Exercise set —
- 1) Please print the comments on Avatar from "One of us is" to "to understand it.".
- 2) Name every comic, film, or story title mentioned in the comments on Avatar, listing each one once.

#### Excerpt

From Doonesbury to Avatar, left wing droolers like Klein have always adored comic books.They don't interfere with their hyper ventilation or ask too much in the way of thought
Old PC: Treehugger
New PC: Enviro-theist
Rhetorical question: If environmentalists are now envirotheists, can an atheist be an environmentalist?
I believe that, buried somewhere in the closing credits, is the following disclaimer:
"No liberal nut-wing viewpoints or sensibilities were harmed in the making of this movie."
"But that wasn’t the most amazing thing about the movie: the Americans were the bad guys. (…) But still, it was something for a mainstream–indeed, a blockbuster–motion picture to have you rooting for the blue dudes flying about on birds painted like Chinese fans…and rooting against the humans, none of whom had the requisite Eastern European or Arab villain accents."
It's not at all amazing that the Americans were the bad guys. The bad-guy humans in movies haven't had Arab villain accents in a decade. (Indeed, it's almost shocking to start watching an old movie where the terrorists are Arab because it's almost never done. "Taken" wasn't an American production, and is an exception.)
OTOH, it is unusual for a *blockbuster* to have an anti-American tilt. If this is because audiences in the US simply don't care for the notion or because any producer and director with that motivation puts the message above making a movie that isn't a stinker… well, the result is the same.
Hey, Joe Klein, on the off-chance that you googled yourself and are reading this:
If the plot and message of Avatar are so unusual for a mainstream blockbuster movie, why was my first thought on hearing about them "oh great, another tired old pile of cliched crap"?
One of us is badly out-of-touch, and I don't think it's me…
Next year, this will be shown in schools while teachers grade papers. Bank on it.
What's really unbelievable is that Klein appears to think.
The mark of a true pen craftsman, saying everything in a few sparse words.
I remember the first time I was confronted with that argument.
English class, 9th grade. Assigned reading The Scarlet Ibis. The next day when discussion on it began, that was the teacher's view. If you didn't like it, you didn't understand it. And it drove me nuts. Who the hell was she to tell me I'm too stupid to understand it.

########
#### Data records

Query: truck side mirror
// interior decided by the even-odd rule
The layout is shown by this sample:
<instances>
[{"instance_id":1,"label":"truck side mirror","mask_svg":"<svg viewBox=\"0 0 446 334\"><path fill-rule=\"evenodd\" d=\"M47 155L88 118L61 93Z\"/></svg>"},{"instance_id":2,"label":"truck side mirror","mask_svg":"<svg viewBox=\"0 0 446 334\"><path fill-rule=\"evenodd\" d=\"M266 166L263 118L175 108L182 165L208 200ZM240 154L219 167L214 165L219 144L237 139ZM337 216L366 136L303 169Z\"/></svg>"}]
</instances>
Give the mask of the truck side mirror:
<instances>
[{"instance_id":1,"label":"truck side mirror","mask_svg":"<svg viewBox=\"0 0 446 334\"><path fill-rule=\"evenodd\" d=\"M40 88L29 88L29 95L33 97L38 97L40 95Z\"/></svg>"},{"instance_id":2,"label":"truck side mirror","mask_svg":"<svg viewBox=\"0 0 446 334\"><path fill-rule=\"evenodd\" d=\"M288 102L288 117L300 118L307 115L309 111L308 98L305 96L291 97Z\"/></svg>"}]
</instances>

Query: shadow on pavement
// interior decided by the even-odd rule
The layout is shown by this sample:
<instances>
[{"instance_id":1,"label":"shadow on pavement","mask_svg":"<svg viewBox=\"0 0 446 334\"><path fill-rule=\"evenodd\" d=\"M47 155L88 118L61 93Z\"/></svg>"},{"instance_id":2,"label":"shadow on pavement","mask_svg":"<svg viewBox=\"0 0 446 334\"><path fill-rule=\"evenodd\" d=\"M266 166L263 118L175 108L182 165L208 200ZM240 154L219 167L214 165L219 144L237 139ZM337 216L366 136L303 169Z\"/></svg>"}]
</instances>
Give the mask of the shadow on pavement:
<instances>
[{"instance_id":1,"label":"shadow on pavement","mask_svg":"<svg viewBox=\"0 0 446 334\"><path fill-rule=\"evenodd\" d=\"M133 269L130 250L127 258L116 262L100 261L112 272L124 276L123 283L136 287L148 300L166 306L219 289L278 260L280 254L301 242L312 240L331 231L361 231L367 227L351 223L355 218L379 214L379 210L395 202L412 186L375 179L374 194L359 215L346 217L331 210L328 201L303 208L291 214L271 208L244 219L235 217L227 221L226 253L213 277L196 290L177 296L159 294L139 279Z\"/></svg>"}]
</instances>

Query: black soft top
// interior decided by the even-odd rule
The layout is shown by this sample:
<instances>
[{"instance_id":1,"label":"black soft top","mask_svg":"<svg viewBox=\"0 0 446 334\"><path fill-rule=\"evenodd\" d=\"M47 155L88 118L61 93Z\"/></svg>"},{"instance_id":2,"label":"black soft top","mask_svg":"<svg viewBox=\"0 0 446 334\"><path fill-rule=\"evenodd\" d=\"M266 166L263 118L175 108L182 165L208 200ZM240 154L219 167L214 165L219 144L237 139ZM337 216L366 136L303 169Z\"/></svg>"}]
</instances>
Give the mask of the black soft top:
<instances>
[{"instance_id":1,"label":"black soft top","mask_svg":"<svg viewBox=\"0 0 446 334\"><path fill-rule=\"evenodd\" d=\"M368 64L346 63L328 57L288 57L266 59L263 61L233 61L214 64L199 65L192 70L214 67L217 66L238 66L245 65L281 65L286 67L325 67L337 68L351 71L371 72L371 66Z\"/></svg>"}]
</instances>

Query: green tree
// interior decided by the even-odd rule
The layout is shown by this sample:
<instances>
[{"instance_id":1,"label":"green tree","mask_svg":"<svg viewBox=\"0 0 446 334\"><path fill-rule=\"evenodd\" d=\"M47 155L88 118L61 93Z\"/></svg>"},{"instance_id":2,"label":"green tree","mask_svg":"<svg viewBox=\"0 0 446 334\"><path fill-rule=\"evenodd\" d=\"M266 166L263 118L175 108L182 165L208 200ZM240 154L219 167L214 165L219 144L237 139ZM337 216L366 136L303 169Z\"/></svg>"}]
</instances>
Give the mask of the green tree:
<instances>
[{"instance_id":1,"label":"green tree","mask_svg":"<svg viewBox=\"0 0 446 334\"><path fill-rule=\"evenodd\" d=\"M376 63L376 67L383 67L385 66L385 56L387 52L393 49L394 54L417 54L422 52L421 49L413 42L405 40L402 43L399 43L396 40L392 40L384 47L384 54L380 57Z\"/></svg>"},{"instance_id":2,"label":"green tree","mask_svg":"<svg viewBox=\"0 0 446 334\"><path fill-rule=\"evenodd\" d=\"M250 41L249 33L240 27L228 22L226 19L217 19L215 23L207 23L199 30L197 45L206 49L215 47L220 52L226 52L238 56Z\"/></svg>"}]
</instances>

########

Results by task —
- 1)
One of us is badly out-of-touch, and I don't think it's me…
Next year, this will be shown in schools while teachers grade papers. Bank on it.
What's really unbelievable is that Klein appears to think.
The mark of a true pen craftsman, saying everything in a few sparse words.
I remember the first time I was confronted with that argument.
English class, 9th grade. Assigned reading The Scarlet Ibis. The next day when discussion on it began, that was the teacher's view. If you didn't like it, you didn't understand it. And it drove me nuts. Who the hell was she to tell me I'm too stupid to understand it.

- 2)
Doonesbury
Avatar
Taken
The Scarlet Ibis